DATASET ROWS:

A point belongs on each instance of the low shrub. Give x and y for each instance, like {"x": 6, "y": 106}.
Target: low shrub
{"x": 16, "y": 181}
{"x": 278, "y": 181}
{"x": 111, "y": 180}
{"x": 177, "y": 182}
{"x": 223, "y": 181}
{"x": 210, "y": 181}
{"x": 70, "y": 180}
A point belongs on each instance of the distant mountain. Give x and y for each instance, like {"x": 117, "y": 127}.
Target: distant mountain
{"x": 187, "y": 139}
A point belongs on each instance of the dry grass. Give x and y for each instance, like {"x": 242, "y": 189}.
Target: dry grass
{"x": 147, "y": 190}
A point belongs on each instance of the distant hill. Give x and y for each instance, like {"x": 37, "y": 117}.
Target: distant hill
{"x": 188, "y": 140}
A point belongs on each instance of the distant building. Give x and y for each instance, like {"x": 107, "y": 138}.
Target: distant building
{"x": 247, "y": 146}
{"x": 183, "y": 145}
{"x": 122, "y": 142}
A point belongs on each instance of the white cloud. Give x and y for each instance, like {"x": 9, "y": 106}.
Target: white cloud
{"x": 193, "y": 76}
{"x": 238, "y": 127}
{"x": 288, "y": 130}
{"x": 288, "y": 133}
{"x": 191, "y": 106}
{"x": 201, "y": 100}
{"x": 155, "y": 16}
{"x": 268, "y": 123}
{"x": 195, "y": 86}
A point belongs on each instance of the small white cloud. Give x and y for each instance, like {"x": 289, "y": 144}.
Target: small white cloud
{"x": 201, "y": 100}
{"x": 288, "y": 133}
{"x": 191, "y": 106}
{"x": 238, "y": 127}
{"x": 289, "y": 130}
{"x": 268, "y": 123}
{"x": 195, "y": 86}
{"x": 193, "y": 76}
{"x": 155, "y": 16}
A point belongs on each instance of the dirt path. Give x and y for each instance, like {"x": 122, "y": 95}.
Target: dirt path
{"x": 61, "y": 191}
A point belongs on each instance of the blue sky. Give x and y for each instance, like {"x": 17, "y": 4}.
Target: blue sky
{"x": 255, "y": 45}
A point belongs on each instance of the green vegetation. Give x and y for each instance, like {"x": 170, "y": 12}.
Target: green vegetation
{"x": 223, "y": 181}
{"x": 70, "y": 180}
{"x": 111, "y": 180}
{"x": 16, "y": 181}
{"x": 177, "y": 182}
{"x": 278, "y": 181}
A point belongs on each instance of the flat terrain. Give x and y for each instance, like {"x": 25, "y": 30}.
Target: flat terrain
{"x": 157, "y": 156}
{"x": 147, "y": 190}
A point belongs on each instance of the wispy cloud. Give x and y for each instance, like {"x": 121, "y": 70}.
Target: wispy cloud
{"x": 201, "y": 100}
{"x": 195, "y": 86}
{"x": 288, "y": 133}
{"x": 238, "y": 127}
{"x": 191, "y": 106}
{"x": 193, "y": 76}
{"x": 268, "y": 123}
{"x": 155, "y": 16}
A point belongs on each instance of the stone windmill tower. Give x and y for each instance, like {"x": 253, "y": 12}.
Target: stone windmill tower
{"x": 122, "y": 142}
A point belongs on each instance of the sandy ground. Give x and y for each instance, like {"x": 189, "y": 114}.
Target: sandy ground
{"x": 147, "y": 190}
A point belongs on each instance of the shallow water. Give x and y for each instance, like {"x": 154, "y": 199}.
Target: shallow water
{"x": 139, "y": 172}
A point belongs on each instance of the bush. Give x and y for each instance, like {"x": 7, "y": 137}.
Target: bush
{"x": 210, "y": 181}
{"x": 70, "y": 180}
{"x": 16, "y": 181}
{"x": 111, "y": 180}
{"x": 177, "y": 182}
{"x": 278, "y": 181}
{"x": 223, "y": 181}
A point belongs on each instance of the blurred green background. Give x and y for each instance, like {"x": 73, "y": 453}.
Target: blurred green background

WHAT THE EXERCISE ASKS:
Recast every line of the listing above as a numbered list, leaving out any blank lines.

RESULT OF THIS TASK:
1. A point belongs on each instance of the low shrub. Give x and y for each instance, like {"x": 6, "y": 106}.
2. Target: low shrub
3. {"x": 16, "y": 181}
4. {"x": 278, "y": 181}
5. {"x": 111, "y": 180}
6. {"x": 177, "y": 182}
7. {"x": 223, "y": 181}
8. {"x": 210, "y": 181}
9. {"x": 70, "y": 180}
10. A point belongs on each instance of the distant mountain. Give x and y for each instance, like {"x": 117, "y": 127}.
11. Target: distant mountain
12. {"x": 187, "y": 139}
13. A point belongs on each instance of the dry grass. Give x and y for each instance, like {"x": 242, "y": 189}.
14. Target: dry grass
15. {"x": 147, "y": 190}
16. A point belongs on each instance of the distant hill. Give x and y for each instance, like {"x": 37, "y": 117}.
17. Target: distant hill
18. {"x": 188, "y": 140}
19. A point belongs on each instance of the distant building. Give x and y for each instance, like {"x": 107, "y": 138}.
20. Target: distant building
21. {"x": 247, "y": 146}
22. {"x": 183, "y": 145}
23. {"x": 122, "y": 142}
24. A point belongs on each instance of the white cloud. Give x and y for each instance, like {"x": 9, "y": 106}.
25. Target: white cloud
26. {"x": 193, "y": 76}
27. {"x": 238, "y": 127}
28. {"x": 288, "y": 130}
29. {"x": 288, "y": 133}
30. {"x": 191, "y": 106}
31. {"x": 201, "y": 100}
32. {"x": 155, "y": 16}
33. {"x": 268, "y": 123}
34. {"x": 195, "y": 86}
35. A point belongs on each instance of the small white cloud. Give x and y for each instance, like {"x": 289, "y": 144}.
36. Target: small white cloud
37. {"x": 201, "y": 100}
38. {"x": 288, "y": 133}
39. {"x": 191, "y": 106}
40. {"x": 238, "y": 127}
41. {"x": 289, "y": 130}
42. {"x": 268, "y": 123}
43. {"x": 195, "y": 86}
44. {"x": 193, "y": 76}
45. {"x": 155, "y": 16}
46. A point belongs on each instance of the dirt path. Give x and y for each instance, like {"x": 122, "y": 95}.
47. Target: dirt path
48. {"x": 61, "y": 191}
49. A point belongs on each instance of the blue sky. Give x and y for each instance, like {"x": 17, "y": 4}.
50. Target: blue sky
51. {"x": 255, "y": 45}
52. A point belongs on each instance of the green vegetation. Give x and y for each instance, like {"x": 170, "y": 12}.
53. Target: green vegetation
54. {"x": 223, "y": 181}
55. {"x": 70, "y": 180}
56. {"x": 111, "y": 180}
57. {"x": 16, "y": 181}
58. {"x": 177, "y": 182}
59. {"x": 278, "y": 181}
60. A point belongs on each instance of the flat terrain. Give x and y for each instance, like {"x": 25, "y": 30}.
61. Target: flat terrain
62. {"x": 157, "y": 156}
63. {"x": 147, "y": 190}
64. A point belongs on each instance of the wispy cloud. Give x and y for each instance, like {"x": 121, "y": 70}.
65. Target: wispy cloud
66. {"x": 201, "y": 100}
67. {"x": 195, "y": 86}
68. {"x": 288, "y": 133}
69. {"x": 238, "y": 127}
70. {"x": 191, "y": 106}
71. {"x": 193, "y": 76}
72. {"x": 268, "y": 123}
73. {"x": 155, "y": 16}
74. A point belongs on each instance of the stone windmill tower. Give x and y for each instance, like {"x": 253, "y": 12}.
75. Target: stone windmill tower
76. {"x": 122, "y": 142}
77. A point belongs on each instance of the sandy ground. Give x and y for each instance, like {"x": 189, "y": 114}.
78. Target: sandy ground
79. {"x": 147, "y": 190}
80. A point belongs on each instance of the shallow water. Give x and y for each instance, like {"x": 154, "y": 199}.
81. Target: shallow water
82. {"x": 139, "y": 172}
83. A point belongs on each instance of the bush. Give x and y for each instance, like {"x": 7, "y": 137}.
84. Target: bush
85. {"x": 210, "y": 181}
86. {"x": 70, "y": 180}
87. {"x": 16, "y": 181}
88. {"x": 111, "y": 180}
89. {"x": 177, "y": 182}
90. {"x": 278, "y": 181}
91. {"x": 223, "y": 181}
92. A point belongs on each instance of the blurred green background. Give x and y for each instance, like {"x": 73, "y": 453}.
93. Target: blurred green background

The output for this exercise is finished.